Transcreva fielmente, do texto sobre a feira e o conceito de lugar, tudo o que vai de "destinado a alguma" até "Dicionário online.)".

TEXTO DO DOCUMENTO:
»»

A feira é o lugar das múltiplas vivências, contemplando o sujeito nas diversas

interações do cotidiano, imprimindo em seu dia a dia as diferentes trocas de saberes

e dizeres, contribuindo para a construção de significados ímpares. Nesse sentido o

que vem a ser lugar?

Ao se pensar em conceito de lugar nos deparamos corriqueiramente com

distintos significados atribuído ao mesmo, tornando assim uma difícil missão de

conceder a ele uma única significação. Relph (2012) em seus estudos já

demonstrou tal situação “lugar é uma palavra usada comumente na linguagem

cotidiana, mas se trata de um conceito evasivo”. Tal fato é perceptível ao

depararmos com o dicionário, onde o lugar é apresentado com diversos significados

sendo eles:

1 - Qualquer espaço. 2 Espaço que pode ser ocupado por algo ou alguém ;

3 - Um espaço para sentar, pré definido ; 4 - Espaço definido como

destinado a alguma coisa ou alguém; 5 - Posição numa classificação ; 6 –

Emprego; 7 - Indefinidas cidades, regiões ou países; 8 – Ambiente 9 –

Posição; 10 - Causar, provocar ; 11 – Posto; 12 - Espaço apropriado para

alguma coisa; 13 - Categoria em que faz parte, posição que ocupa ou

representa; 14 - Permitir ou negar emoções; 15 - Certo ponto de um filme,

de uma leitura ou narrativa; 16 - Rumo, destino; 17 – Vizinhança (Aurélio,

Dicionário online.)

««

LINHAS DE REGISTROS:

»»

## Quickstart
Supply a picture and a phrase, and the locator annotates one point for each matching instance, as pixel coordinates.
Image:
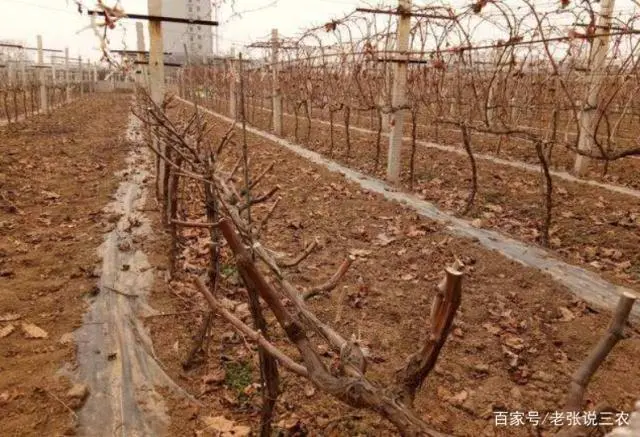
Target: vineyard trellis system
(534, 89)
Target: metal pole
(277, 97)
(588, 113)
(398, 98)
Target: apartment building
(197, 38)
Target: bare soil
(592, 227)
(56, 175)
(517, 339)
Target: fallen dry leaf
(215, 377)
(6, 331)
(513, 342)
(566, 314)
(9, 317)
(33, 331)
(384, 240)
(50, 195)
(218, 423)
(493, 329)
(363, 253)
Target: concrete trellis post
(588, 113)
(67, 84)
(275, 90)
(232, 84)
(387, 89)
(156, 61)
(42, 77)
(81, 73)
(188, 70)
(23, 74)
(140, 78)
(94, 71)
(398, 98)
(156, 80)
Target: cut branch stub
(419, 365)
(580, 379)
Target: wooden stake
(580, 379)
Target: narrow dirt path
(57, 172)
(521, 165)
(583, 283)
(517, 338)
(115, 355)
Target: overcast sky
(59, 22)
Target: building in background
(197, 39)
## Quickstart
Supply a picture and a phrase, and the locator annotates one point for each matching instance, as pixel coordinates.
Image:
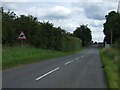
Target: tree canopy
(39, 34)
(84, 33)
(112, 26)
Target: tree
(112, 26)
(84, 33)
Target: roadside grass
(16, 56)
(110, 59)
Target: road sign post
(22, 37)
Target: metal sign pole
(21, 43)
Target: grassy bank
(110, 59)
(15, 56)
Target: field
(110, 58)
(15, 56)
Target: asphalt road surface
(82, 70)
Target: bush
(70, 43)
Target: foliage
(110, 58)
(39, 34)
(84, 33)
(112, 25)
(15, 56)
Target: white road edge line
(68, 62)
(47, 74)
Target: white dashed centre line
(68, 62)
(47, 74)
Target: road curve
(81, 70)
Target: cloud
(56, 12)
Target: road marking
(68, 62)
(47, 74)
(76, 58)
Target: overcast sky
(68, 14)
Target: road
(81, 70)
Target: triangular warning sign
(22, 36)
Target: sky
(68, 14)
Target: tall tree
(84, 33)
(112, 27)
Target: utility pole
(118, 10)
(111, 36)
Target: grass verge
(110, 59)
(15, 56)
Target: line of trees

««

RESPOSTA COMPLETA:
destinado a alguma coisa ou alguém; 5 - Posição numa classificação ; 6 –

Emprego; 7 - Indefinidas cidades, regiões ou países; 8 – Ambiente 9 –

Posição; 10 - Causar, provocar ; 11 – Posto; 12 - Espaço apropriado para

alguma coisa; 13 - Categoria em que faz parte, posição que ocupa ou

representa; 14 - Permitir ou negar emoções; 15 - Certo ponto de um filme,

de uma leitura ou narrativa; 16 - Rumo, destino; 17 – Vizinhança (Aurélio,

Dicionário online.)